■ **WHAT YOU ARE ASKED TO DO**
Pull out every line of the listing that contains the word "white". Case counts.

^^^^^^^^^^^^^^^^

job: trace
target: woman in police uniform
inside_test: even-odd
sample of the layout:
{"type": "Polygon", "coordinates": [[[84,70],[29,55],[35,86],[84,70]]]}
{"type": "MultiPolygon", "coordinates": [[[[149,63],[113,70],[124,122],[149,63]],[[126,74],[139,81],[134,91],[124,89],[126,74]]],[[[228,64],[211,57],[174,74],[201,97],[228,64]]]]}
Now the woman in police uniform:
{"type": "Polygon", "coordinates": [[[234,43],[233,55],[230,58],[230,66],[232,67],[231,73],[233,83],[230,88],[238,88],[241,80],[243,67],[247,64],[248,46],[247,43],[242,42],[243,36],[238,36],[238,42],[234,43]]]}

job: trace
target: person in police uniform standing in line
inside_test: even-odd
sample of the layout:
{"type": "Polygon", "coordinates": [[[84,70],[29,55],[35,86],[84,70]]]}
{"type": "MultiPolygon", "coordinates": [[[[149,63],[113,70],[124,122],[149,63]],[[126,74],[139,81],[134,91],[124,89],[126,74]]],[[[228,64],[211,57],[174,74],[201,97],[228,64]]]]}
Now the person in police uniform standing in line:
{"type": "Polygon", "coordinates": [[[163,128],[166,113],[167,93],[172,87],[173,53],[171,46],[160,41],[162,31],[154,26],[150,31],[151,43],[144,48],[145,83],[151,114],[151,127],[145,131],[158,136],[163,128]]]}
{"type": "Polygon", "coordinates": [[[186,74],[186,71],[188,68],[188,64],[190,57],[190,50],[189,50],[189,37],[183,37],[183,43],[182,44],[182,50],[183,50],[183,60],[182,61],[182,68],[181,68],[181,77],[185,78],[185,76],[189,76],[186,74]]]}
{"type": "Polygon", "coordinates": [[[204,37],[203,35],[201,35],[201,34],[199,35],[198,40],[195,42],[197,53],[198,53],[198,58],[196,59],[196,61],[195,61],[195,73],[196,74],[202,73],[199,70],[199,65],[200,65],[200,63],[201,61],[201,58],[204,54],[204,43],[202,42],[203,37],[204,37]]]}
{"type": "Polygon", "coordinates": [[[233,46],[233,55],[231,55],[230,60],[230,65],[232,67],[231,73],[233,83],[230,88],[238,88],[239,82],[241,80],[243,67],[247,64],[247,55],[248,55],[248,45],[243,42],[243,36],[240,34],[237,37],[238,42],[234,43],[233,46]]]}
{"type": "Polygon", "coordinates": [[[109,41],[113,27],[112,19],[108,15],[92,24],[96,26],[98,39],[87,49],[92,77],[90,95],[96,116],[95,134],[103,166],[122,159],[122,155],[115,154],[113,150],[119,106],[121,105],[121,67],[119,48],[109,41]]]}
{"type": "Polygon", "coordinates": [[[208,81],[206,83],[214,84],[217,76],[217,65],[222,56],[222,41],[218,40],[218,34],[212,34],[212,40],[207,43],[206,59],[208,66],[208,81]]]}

^^^^^^^^^^^^^^^^

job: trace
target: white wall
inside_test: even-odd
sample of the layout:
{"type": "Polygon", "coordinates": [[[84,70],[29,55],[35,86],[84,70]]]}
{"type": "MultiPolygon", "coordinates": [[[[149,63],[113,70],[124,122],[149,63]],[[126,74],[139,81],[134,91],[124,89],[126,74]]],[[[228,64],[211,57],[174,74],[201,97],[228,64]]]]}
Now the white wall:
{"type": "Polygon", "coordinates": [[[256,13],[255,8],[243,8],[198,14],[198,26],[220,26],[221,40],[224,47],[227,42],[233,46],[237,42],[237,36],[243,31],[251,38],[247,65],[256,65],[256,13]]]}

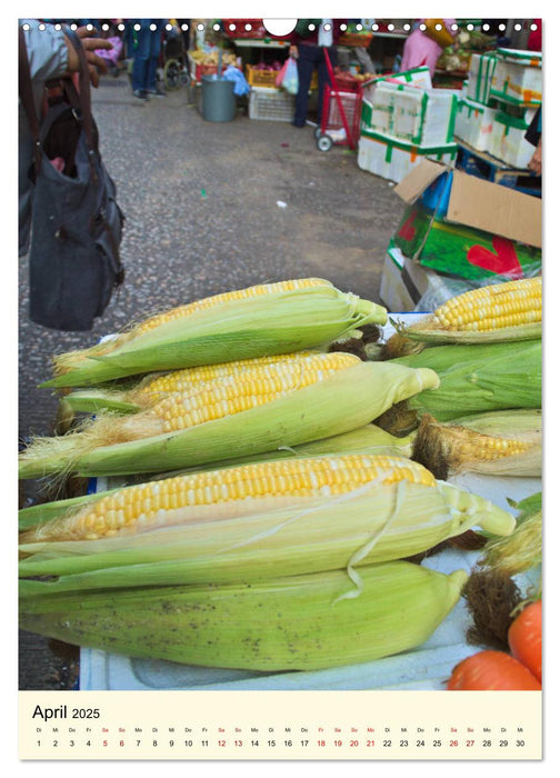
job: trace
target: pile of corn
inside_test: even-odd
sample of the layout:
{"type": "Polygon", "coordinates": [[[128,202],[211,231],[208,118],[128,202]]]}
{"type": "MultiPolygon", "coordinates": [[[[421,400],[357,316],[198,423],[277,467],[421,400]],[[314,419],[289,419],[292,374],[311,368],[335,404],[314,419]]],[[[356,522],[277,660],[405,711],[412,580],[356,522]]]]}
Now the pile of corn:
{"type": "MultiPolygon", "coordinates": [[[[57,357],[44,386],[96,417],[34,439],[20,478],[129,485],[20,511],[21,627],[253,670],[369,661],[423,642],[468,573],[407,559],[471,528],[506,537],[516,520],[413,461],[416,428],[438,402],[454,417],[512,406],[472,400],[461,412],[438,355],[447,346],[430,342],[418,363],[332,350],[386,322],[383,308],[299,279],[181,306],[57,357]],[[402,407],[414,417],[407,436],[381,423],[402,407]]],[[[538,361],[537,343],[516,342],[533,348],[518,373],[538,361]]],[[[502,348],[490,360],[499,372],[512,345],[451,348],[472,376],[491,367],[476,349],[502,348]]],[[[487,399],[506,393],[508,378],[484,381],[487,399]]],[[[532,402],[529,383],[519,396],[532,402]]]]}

^^^^^^^^^^^^^^^^

■ **FINAL RESULT**
target: white wall
Now the white wall:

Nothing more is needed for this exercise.